Segmentation labeling data:
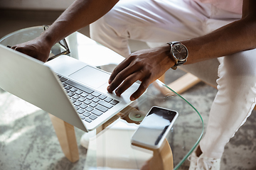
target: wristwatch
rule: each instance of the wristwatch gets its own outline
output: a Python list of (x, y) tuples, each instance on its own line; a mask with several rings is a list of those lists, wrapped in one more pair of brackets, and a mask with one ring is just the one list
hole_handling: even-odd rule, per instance
[(171, 67), (173, 69), (176, 69), (177, 67), (184, 64), (188, 56), (188, 49), (184, 45), (178, 41), (168, 42), (171, 47), (171, 54), (175, 61), (175, 64)]

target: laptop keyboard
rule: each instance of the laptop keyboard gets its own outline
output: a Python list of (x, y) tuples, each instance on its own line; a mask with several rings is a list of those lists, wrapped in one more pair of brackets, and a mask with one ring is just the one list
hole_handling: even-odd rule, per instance
[(60, 75), (64, 89), (82, 120), (91, 123), (119, 101)]

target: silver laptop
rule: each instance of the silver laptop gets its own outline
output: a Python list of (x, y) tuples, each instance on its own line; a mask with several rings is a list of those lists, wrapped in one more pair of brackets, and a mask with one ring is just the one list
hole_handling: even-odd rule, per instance
[(0, 45), (0, 87), (85, 132), (130, 104), (139, 87), (118, 97), (107, 91), (110, 76), (67, 55), (43, 63)]

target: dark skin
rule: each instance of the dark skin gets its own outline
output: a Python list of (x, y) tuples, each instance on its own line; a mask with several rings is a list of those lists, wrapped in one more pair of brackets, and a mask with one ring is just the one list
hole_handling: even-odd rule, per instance
[[(117, 1), (77, 0), (40, 37), (11, 48), (46, 62), (54, 44), (105, 15)], [(256, 1), (244, 0), (240, 20), (204, 36), (181, 41), (189, 53), (186, 64), (254, 49), (255, 33)], [(170, 46), (166, 44), (131, 54), (112, 72), (107, 91), (110, 93), (115, 91), (120, 96), (133, 83), (140, 80), (140, 86), (130, 97), (132, 101), (138, 98), (151, 83), (174, 65), (169, 52)]]
[[(50, 48), (72, 33), (95, 21), (108, 12), (118, 0), (77, 0), (40, 37), (12, 49), (46, 62)], [(97, 9), (97, 10), (95, 10)], [(242, 18), (204, 36), (181, 41), (188, 50), (186, 63), (191, 64), (232, 55), (256, 47), (256, 1), (244, 0)], [(149, 85), (174, 65), (170, 46), (142, 50), (131, 54), (110, 76), (107, 91), (117, 96), (137, 80), (139, 89), (131, 96), (138, 98)], [(200, 147), (196, 154), (201, 154)], [(144, 169), (149, 169), (146, 164)]]
[[(256, 1), (244, 0), (240, 20), (204, 36), (181, 42), (188, 50), (189, 56), (186, 63), (188, 64), (254, 49), (255, 38)], [(140, 80), (141, 86), (130, 98), (132, 101), (138, 98), (151, 83), (174, 65), (174, 61), (169, 59), (169, 45), (166, 45), (132, 53), (113, 71), (108, 91), (112, 93), (115, 90), (119, 96), (131, 84)]]

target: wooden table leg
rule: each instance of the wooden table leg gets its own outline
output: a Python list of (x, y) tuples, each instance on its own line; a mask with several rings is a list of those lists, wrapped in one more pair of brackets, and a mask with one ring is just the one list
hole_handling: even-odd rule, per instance
[(154, 152), (153, 157), (148, 160), (141, 170), (173, 170), (174, 159), (170, 145), (166, 139), (163, 142), (159, 149), (151, 149), (150, 148), (132, 144), (134, 146), (150, 149)]
[(74, 126), (49, 113), (54, 130), (65, 156), (71, 162), (79, 159)]

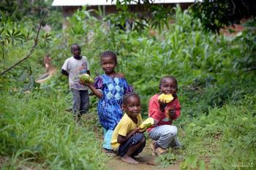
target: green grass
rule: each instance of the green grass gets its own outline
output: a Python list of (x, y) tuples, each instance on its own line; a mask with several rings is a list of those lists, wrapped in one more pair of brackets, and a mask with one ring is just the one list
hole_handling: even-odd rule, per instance
[(106, 169), (99, 142), (64, 111), (61, 96), (53, 91), (1, 96), (0, 154), (12, 155), (5, 166), (15, 169), (31, 162), (49, 169)]

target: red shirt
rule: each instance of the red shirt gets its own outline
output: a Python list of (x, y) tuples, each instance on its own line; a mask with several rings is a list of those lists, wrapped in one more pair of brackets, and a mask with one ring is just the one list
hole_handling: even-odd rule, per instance
[[(181, 115), (181, 104), (178, 100), (178, 98), (175, 98), (170, 101), (165, 108), (165, 112), (160, 110), (159, 103), (157, 98), (159, 94), (154, 95), (148, 102), (148, 117), (152, 117), (154, 120), (158, 121), (157, 125), (147, 129), (149, 132), (152, 128), (158, 125), (171, 125), (173, 120), (176, 119)], [(167, 111), (170, 108), (175, 109), (175, 115), (173, 117), (168, 118), (165, 111)]]

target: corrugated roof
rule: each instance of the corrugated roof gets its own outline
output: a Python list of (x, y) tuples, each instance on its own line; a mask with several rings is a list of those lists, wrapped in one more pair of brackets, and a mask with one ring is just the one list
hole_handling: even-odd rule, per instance
[[(154, 0), (154, 4), (176, 4), (193, 3), (195, 0)], [(133, 2), (132, 4), (135, 4)], [(113, 5), (116, 1), (111, 3), (111, 0), (54, 0), (53, 6), (95, 6), (95, 5)]]

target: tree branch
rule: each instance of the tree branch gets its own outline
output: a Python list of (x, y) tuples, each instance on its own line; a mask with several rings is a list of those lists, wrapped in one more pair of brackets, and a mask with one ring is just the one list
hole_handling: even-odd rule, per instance
[(24, 57), (23, 58), (22, 58), (21, 60), (20, 60), (19, 61), (18, 61), (17, 63), (15, 63), (15, 64), (13, 64), (12, 66), (9, 67), (8, 69), (7, 69), (6, 70), (4, 70), (3, 72), (1, 72), (0, 74), (0, 76), (4, 74), (6, 72), (9, 72), (10, 70), (12, 69), (15, 66), (16, 66), (18, 64), (20, 63), (21, 62), (23, 62), (23, 61), (25, 61), (26, 59), (27, 59), (28, 58), (30, 57), (30, 55), (33, 53), (33, 52), (34, 51), (34, 48), (37, 47), (37, 42), (38, 42), (38, 36), (39, 36), (39, 34), (40, 32), (40, 30), (41, 30), (41, 27), (42, 27), (42, 22), (43, 20), (45, 20), (45, 18), (46, 16), (46, 14), (48, 12), (48, 9), (45, 12), (45, 14), (43, 15), (41, 20), (40, 20), (40, 24), (39, 24), (39, 28), (37, 30), (37, 36), (34, 39), (34, 45), (32, 47), (32, 48), (30, 50), (30, 52), (26, 56)]

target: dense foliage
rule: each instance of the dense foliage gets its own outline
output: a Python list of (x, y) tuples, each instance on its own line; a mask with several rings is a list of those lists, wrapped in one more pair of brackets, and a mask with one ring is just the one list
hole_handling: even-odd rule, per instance
[[(227, 38), (206, 33), (200, 20), (193, 20), (179, 7), (173, 18), (175, 23), (161, 32), (151, 28), (124, 31), (97, 20), (83, 9), (68, 18), (65, 29), (52, 31), (49, 43), (42, 41), (45, 32), (40, 33), (31, 58), (0, 77), (0, 155), (7, 158), (4, 167), (106, 169), (105, 158), (97, 149), (99, 144), (91, 131), (91, 126), (97, 125), (94, 120), (96, 97), (91, 96), (93, 121), (78, 126), (65, 111), (71, 103), (67, 77), (57, 72), (48, 82), (34, 84), (34, 77), (44, 72), (40, 63), (46, 54), (60, 70), (71, 55), (70, 45), (77, 42), (89, 59), (93, 77), (103, 73), (102, 52), (117, 53), (116, 71), (123, 72), (139, 93), (144, 117), (149, 98), (159, 92), (160, 77), (177, 77), (182, 115), (174, 124), (179, 128), (184, 147), (159, 157), (164, 166), (184, 161), (183, 169), (236, 169), (238, 166), (253, 169), (255, 31), (245, 30)], [(31, 23), (8, 24), (35, 34)], [(4, 34), (12, 28), (4, 28)], [(15, 47), (7, 44), (5, 67), (26, 55), (31, 47), (31, 42), (27, 43)], [(2, 62), (1, 59), (0, 70)], [(252, 166), (242, 166), (246, 163)]]

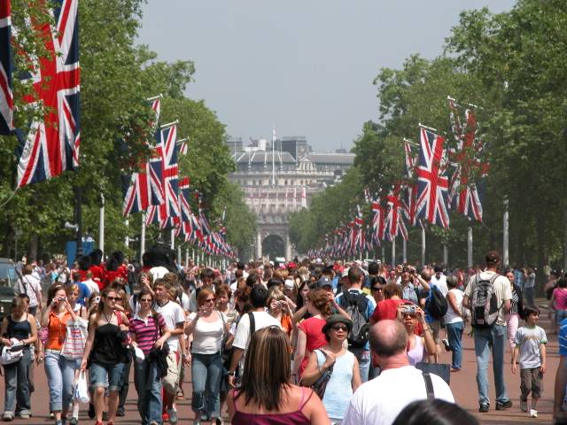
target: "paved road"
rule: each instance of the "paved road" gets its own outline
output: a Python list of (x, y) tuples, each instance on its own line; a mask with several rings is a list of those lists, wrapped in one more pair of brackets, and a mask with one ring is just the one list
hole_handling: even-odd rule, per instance
[[(545, 302), (543, 299), (540, 300), (540, 305), (543, 307)], [(540, 319), (540, 325), (546, 329), (549, 329), (549, 322), (547, 319), (547, 310), (542, 308), (542, 316)], [(467, 328), (466, 333), (470, 329)], [(474, 346), (472, 339), (465, 336), (463, 337), (464, 355), (463, 355), (463, 369), (462, 372), (452, 374), (451, 375), (451, 388), (454, 394), (457, 403), (467, 409), (471, 413), (477, 415), (481, 423), (498, 423), (500, 425), (517, 424), (517, 423), (550, 423), (552, 418), (553, 408), (553, 386), (555, 380), (555, 374), (557, 368), (558, 349), (557, 349), (557, 337), (556, 336), (548, 336), (549, 344), (548, 344), (548, 370), (544, 376), (544, 393), (543, 398), (540, 402), (538, 410), (540, 412), (539, 418), (534, 420), (528, 417), (527, 413), (524, 413), (519, 409), (519, 394), (520, 394), (520, 382), (519, 376), (514, 375), (511, 373), (509, 366), (506, 367), (506, 383), (509, 395), (514, 402), (514, 406), (507, 411), (495, 411), (491, 410), (488, 413), (478, 413), (478, 392), (476, 384), (476, 371), (477, 365), (474, 354)], [(507, 352), (506, 361), (509, 362), (511, 359), (511, 354)], [(450, 362), (450, 353), (443, 352), (441, 355), (442, 362)], [(183, 387), (185, 394), (190, 396), (190, 368), (186, 369), (188, 374), (186, 377), (186, 382)], [(489, 375), (490, 380), (490, 391), (491, 391), (491, 404), (493, 408), (495, 406), (494, 401), (494, 386), (492, 372)], [(189, 382), (188, 382), (189, 381)], [(2, 391), (2, 398), (0, 398), (0, 404), (4, 405), (4, 392)], [(137, 394), (134, 388), (134, 383), (130, 384), (128, 399), (127, 401), (127, 415), (123, 418), (117, 418), (116, 423), (129, 424), (139, 423), (139, 415), (136, 410), (136, 400)], [(34, 417), (29, 420), (16, 419), (14, 423), (30, 424), (30, 425), (45, 425), (52, 423), (52, 421), (49, 419), (48, 412), (49, 393), (47, 389), (47, 382), (43, 367), (35, 369), (35, 392), (33, 394), (32, 398), (32, 409), (34, 412)], [(2, 406), (4, 407), (4, 406)], [(189, 424), (192, 423), (190, 421), (190, 417), (192, 418), (192, 413), (190, 412), (190, 405), (189, 400), (182, 401), (178, 405), (180, 423)], [(83, 409), (84, 410), (84, 409)], [(93, 420), (90, 420), (86, 415), (86, 410), (82, 412), (80, 421), (82, 422), (94, 423)]]

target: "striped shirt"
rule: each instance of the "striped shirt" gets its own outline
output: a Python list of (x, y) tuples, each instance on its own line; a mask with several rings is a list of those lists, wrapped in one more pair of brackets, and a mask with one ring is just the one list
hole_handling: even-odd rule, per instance
[(166, 321), (163, 316), (157, 313), (158, 326), (153, 316), (150, 314), (146, 320), (140, 318), (137, 313), (130, 321), (130, 335), (136, 336), (136, 342), (138, 348), (144, 352), (144, 354), (149, 354), (154, 343), (159, 338), (161, 330), (166, 327)]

◆ WHAT YOU ARE ASKED TO DO:
Render the data as a Markdown table with columns Row and Line, beginning at the line containing "target: wooden table leg" and continuing through the line containing "162), (79, 159)]". Leave out blank lines.

◆ TASK OUTPUT:
| Row | Line |
|---|---|
| 1 | target: wooden table leg |
| 2 | rule: each instance of the wooden table leg gets its own outline |
| 3 | output: a Python list of (x, y) tuples, each instance on its own line; a mask with several rings is a list of those lists, wrapped in one more pair of brackets, and a mask with one ring is just the one list |
| 4 | hole_handling: even-odd rule, per instance |
| 5 | [(154, 152), (153, 157), (148, 160), (141, 170), (173, 170), (174, 159), (170, 145), (166, 139), (163, 142), (159, 149), (151, 149), (150, 148), (132, 144), (134, 146), (150, 149)] |
| 6 | [(74, 126), (49, 113), (54, 130), (65, 156), (71, 162), (79, 159)] |